— start —

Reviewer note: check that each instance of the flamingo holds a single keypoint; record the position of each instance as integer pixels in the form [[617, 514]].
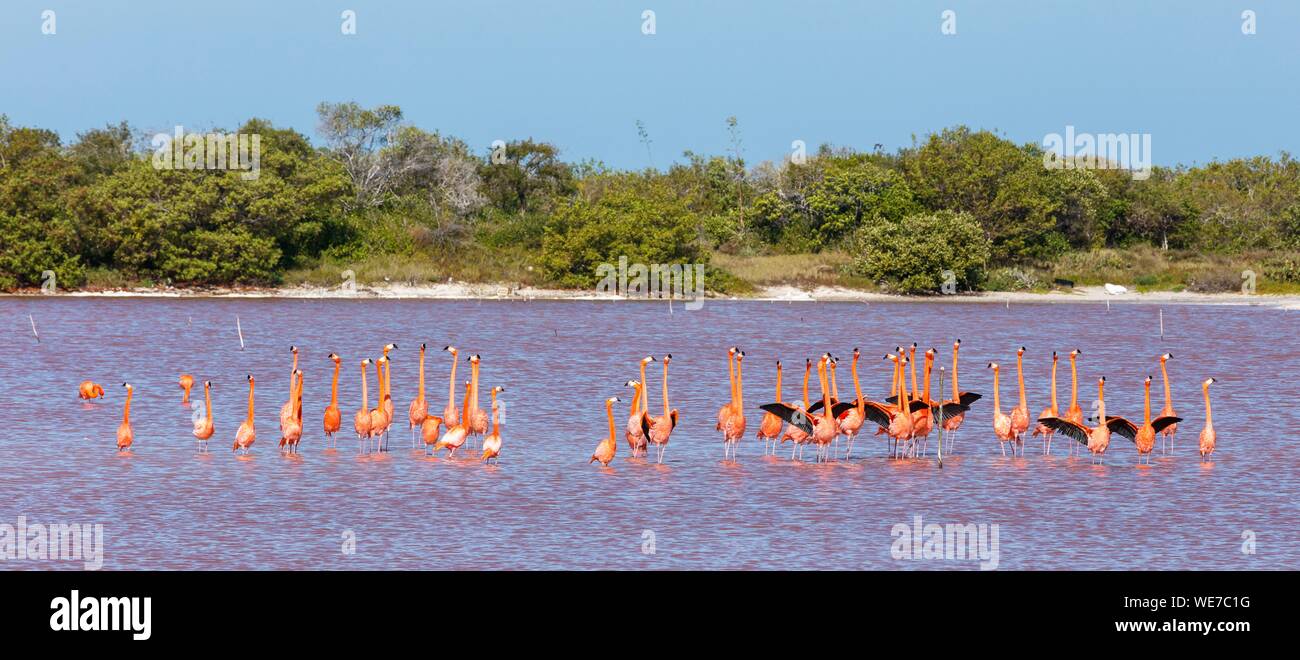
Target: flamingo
[[456, 434], [203, 426], [285, 411], [850, 422], [953, 422], [731, 386], [186, 383], [477, 417], [419, 407], [449, 415], [380, 418], [246, 435], [362, 420], [125, 435], [796, 431], [293, 431], [1051, 411], [824, 428], [1168, 411], [607, 448], [1074, 413], [333, 417], [1001, 422], [1021, 413], [289, 417], [923, 418], [1208, 437], [861, 411], [658, 430], [1144, 435], [770, 429], [429, 431], [1096, 438], [640, 403], [386, 396], [733, 415], [90, 390], [492, 443]]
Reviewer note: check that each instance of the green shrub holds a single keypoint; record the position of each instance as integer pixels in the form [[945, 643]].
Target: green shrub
[[918, 253]]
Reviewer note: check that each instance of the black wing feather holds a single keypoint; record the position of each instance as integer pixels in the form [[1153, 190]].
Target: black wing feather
[[1164, 422], [1066, 428], [794, 416]]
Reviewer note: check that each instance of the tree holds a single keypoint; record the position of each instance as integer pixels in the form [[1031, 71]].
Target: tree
[[529, 177], [923, 251], [356, 138], [632, 216]]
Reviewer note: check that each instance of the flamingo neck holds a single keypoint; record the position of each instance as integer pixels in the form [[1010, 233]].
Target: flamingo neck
[[641, 393], [421, 374], [1145, 408], [857, 387], [956, 393], [250, 403], [333, 395], [1019, 376], [740, 386], [1208, 422], [1053, 387], [365, 390], [807, 372], [1164, 373], [609, 412], [997, 395], [731, 376], [1074, 383], [930, 365], [826, 391], [495, 418], [664, 389], [451, 385]]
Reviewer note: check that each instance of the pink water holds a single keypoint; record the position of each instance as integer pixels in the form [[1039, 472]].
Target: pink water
[[164, 506]]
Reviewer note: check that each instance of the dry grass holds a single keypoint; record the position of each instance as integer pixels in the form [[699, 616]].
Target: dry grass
[[809, 269], [472, 264]]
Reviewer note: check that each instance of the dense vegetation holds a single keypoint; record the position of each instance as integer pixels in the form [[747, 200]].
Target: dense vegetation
[[390, 200]]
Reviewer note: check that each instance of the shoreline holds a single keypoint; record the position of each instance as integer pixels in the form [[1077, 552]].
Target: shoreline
[[770, 294]]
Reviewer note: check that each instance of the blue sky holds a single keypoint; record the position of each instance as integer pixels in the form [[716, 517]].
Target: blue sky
[[580, 73]]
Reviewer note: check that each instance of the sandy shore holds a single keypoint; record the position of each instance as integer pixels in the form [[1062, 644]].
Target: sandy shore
[[479, 291]]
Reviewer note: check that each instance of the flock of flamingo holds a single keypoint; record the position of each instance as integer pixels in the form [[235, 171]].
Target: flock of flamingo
[[906, 417], [371, 424]]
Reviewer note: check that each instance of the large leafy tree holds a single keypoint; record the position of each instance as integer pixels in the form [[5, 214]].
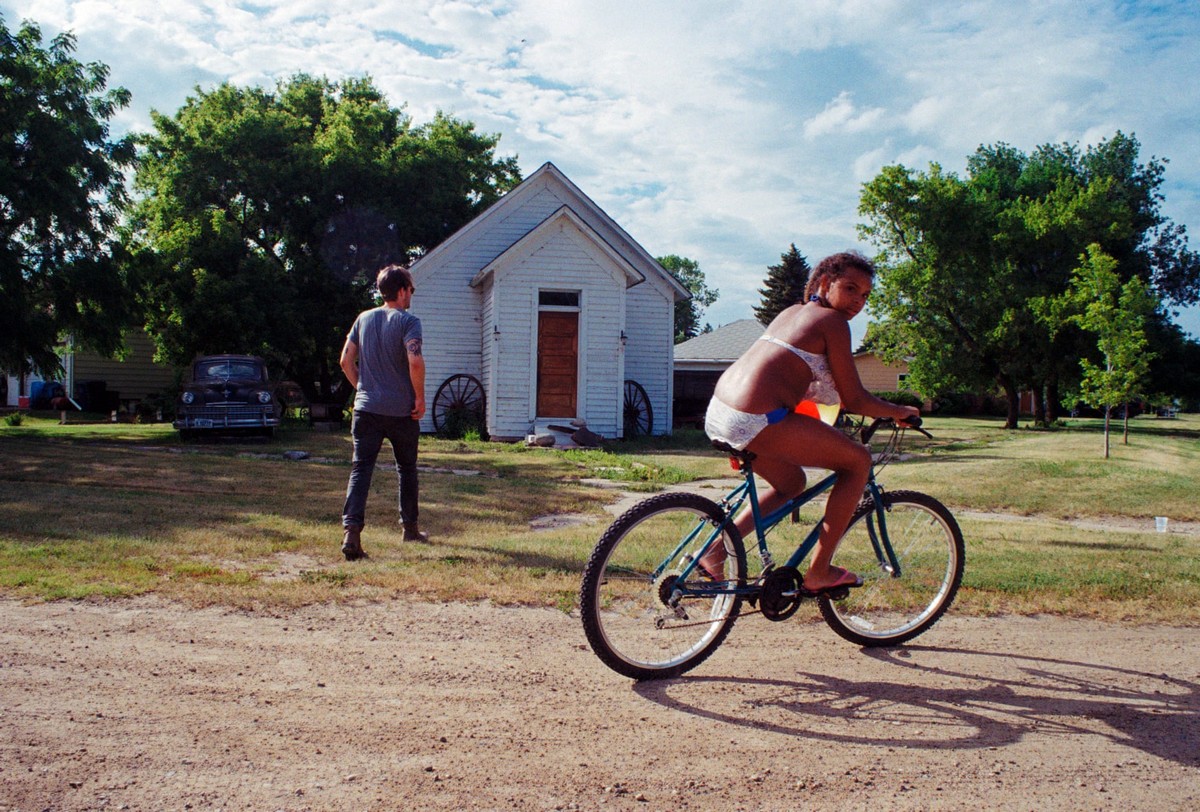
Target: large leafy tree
[[61, 192], [264, 216], [689, 312], [1116, 314], [784, 286], [971, 268]]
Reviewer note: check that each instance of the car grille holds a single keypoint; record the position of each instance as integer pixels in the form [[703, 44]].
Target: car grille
[[228, 416]]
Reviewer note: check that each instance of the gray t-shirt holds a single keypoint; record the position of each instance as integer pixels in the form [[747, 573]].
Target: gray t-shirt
[[384, 384]]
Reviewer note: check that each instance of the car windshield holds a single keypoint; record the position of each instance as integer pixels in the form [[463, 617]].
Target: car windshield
[[227, 370]]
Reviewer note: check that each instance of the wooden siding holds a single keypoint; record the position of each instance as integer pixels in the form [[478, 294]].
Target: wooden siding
[[567, 260], [649, 330], [135, 378], [485, 324], [877, 376], [459, 322]]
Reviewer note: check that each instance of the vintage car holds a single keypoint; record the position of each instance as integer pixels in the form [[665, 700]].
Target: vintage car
[[228, 394]]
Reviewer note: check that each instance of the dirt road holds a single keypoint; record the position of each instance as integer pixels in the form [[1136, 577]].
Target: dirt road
[[149, 705]]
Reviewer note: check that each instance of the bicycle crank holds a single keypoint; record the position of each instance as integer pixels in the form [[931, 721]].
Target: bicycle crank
[[780, 596]]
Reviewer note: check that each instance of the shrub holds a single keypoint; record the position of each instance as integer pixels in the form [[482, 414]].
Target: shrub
[[903, 398]]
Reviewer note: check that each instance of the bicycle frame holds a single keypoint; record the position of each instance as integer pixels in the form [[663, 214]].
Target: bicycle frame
[[732, 504]]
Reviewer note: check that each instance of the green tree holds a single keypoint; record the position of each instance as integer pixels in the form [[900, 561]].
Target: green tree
[[689, 312], [61, 193], [971, 266], [1116, 314], [264, 216], [784, 286]]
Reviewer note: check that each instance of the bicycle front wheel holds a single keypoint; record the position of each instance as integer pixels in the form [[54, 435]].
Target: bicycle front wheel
[[641, 618], [905, 593]]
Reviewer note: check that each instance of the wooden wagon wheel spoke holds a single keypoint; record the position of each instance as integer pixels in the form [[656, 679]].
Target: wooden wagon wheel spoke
[[639, 416], [459, 403]]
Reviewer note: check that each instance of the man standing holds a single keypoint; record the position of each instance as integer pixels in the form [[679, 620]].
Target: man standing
[[383, 361]]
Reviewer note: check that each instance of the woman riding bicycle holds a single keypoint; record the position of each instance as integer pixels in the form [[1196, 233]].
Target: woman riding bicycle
[[805, 359]]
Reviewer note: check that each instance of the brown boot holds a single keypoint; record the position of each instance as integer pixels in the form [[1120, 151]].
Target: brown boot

— end —

Convert all of the material above into a numbered list with one line per item, omitting blank lines and leaving out the pictures.

> [WRITTEN ANSWER]
1. Reviewer note: check that each instance of the flamingo holds a single keypoint; record the position of each instance as integer pixels in the form [[617, 514]].
2. Target: flamingo
3. [[456, 434], [203, 426], [285, 411], [850, 422], [953, 422], [731, 386], [186, 383], [477, 417], [419, 407], [449, 415], [380, 418], [246, 435], [362, 420], [125, 435], [796, 431], [293, 431], [1051, 411], [824, 428], [1168, 411], [607, 448], [1074, 413], [333, 417], [1001, 422], [1021, 413], [289, 417], [923, 418], [1208, 437], [861, 411], [658, 430], [1144, 435], [770, 429], [429, 431], [1096, 438], [640, 403], [386, 396], [733, 415], [90, 390], [492, 443]]
4. Reviewer note: check that each instance of the green shrub holds a single keypoint; record the position of each instance as integer pixels in the form [[945, 643]].
5. Target: green shrub
6. [[918, 253]]
7. Reviewer note: check that each instance of the black wing feather holds a single keypoint; record the position of each instance as integer pixels in the form [[1153, 190]].
8. Target: black wing feather
9. [[1164, 422], [1066, 428], [794, 416]]
10. Reviewer note: check that each instance of the tree holds a single keypoint; record the position of each instance as integer pixels in the form [[1031, 71]].
11. Target: tree
12. [[529, 177], [923, 251], [356, 138], [632, 216]]
13. Reviewer note: check that each instance of the flamingo neck holds a single keypoint; record the position of each instance as integer pixels in the form [[1010, 233]].
14. Target: flamingo neck
15. [[641, 393], [421, 374], [1145, 408], [857, 387], [956, 393], [250, 403], [333, 395], [1019, 376], [740, 386], [1208, 422], [1053, 387], [365, 390], [807, 372], [1164, 373], [609, 412], [997, 395], [731, 376], [1074, 383], [930, 365], [826, 391], [495, 418], [664, 389], [451, 385]]
16. Reviewer note: check that each instance of the pink water holds a single keypoint; record the position of each instance as integer pixels in the form [[1039, 472]].
17. Target: pink water
18. [[164, 506]]
19. Reviewer note: check that each instance of the dry grass holds a single keypoint; record the position of each instance as integer pixels in the form [[699, 616]].
20. Target: dry grass
21. [[809, 269], [472, 264]]
22. Reviewer note: check that each instance of the dense vegetation holds a single keypoint; record the position of each instance as integer pixels in the form [[747, 200]].
23. Target: dense vegetation
24. [[390, 200]]
25. Reviewer note: check that each instance of the shoreline holds a single keypoint; record the position of each instance as integer pixels in the form [[1077, 552]].
26. Target: shoreline
27. [[770, 294]]
28. Reviewer note: check that each instance of the blue sky holds a single keypoint; record the position of each instance as integer pixels in the form [[716, 517]].
29. Target: blue sky
30. [[580, 73]]
31. Reviewer note: check that each instance of the sandy shore holds a single keypoint; record the position of each instance as integer pixels in the form [[1062, 644]].
32. Target: sandy shore
33. [[479, 291]]
34. Reviewer note: check that each instance of the flock of flamingo holds a single keypoint; record the position of each instance as integer pixels in the form [[235, 171]].
35. Target: flock of flamingo
36. [[906, 417], [371, 424]]
37. Reviewer note: check that each instance of the large leafy tree holds a single keypoint; record the position of each instance as integer pixels in the form [[5, 214]].
38. Target: large leafy tree
39. [[61, 192], [264, 216], [689, 312], [1116, 314], [784, 286], [971, 268]]
40. Reviewer note: check that each instance of the car grille holds a single keypoint; record the position of each instance as integer pixels in the form [[703, 44]].
41. Target: car grille
42. [[228, 416]]
43. Reviewer note: check that each instance of the gray t-shirt holds a single keypoint; record the position of each instance as integer pixels in the form [[747, 573]].
44. Target: gray t-shirt
45. [[384, 384]]
46. Reviewer note: check that each instance of the car windshield holds a single keypoint; record the position of each instance as integer pixels in the form [[463, 617]].
47. Target: car windshield
48. [[227, 370]]
49. Reviewer note: check that each instance of the wooden siding holds a single keypoint; record the position of each instance as integer pixels in the form [[478, 294]].
50. Target: wooden siding
51. [[567, 260], [649, 330], [135, 378], [485, 324], [877, 376], [459, 322]]
52. Reviewer note: check that each instance of the vintage car holds a single keypoint; record the position of each instance as integer pixels in the form [[665, 700]].
53. Target: vintage car
54. [[228, 394]]
55. Reviewer note: check that each instance of the dirt road holds a single keypoint; record the position of each instance as integer pixels in the form [[1136, 577]].
56. Target: dirt road
57. [[149, 705]]
58. Reviewer note: check that each instance of the bicycle crank holds a single keypoint; record the position of each instance as integer pixels in the form [[931, 721]].
59. Target: bicycle crank
60. [[780, 596]]
61. Reviewer note: check that each instance of the shrub holds a single keypoint; record the position of each instance as integer pixels in the form [[482, 414]].
62. Target: shrub
63. [[903, 398]]
64. Reviewer note: check that each instance of the bicycle frame holds a single keypoint; record the position of each instance as integer pixels in the form [[663, 214]].
65. Target: bicycle frame
66. [[732, 504]]
67. Reviewer note: check that each instance of the green tree holds a single keypoint; record the position of each instance as integer pixels in the form [[900, 561]].
68. Target: green tree
69. [[689, 312], [61, 193], [971, 266], [1116, 314], [264, 216], [784, 286]]
70. Reviewer note: check that each instance of the bicycle front wheel holds a single keypoint; record the position of each instance as integer pixels in the form [[54, 435]].
71. Target: bicycle front wheel
72. [[641, 618], [905, 593]]
73. Reviewer note: check that each instance of the wooden wagon wheel spoke holds a single keypoint; record the position of each instance as integer pixels in the form [[656, 679]].
74. Target: wooden wagon wheel spoke
75. [[639, 416], [459, 403]]
76. Reviewer note: check that each instance of the man standing holds a single keypoint; record the position of each instance as integer pixels in the form [[679, 620]].
77. Target: man standing
78. [[383, 361]]
79. Reviewer note: check that each instance of the woman riding bicycle holds a single keypoint; record the position of each instance as integer pixels in the form [[1196, 233]].
80. Target: woman riding bicycle
81. [[805, 359]]
82. Reviewer note: check that each instance of the brown boot holds a single keypoint; record the position of each instance as integer pixels in the form [[1120, 151]].
83. Target: brown boot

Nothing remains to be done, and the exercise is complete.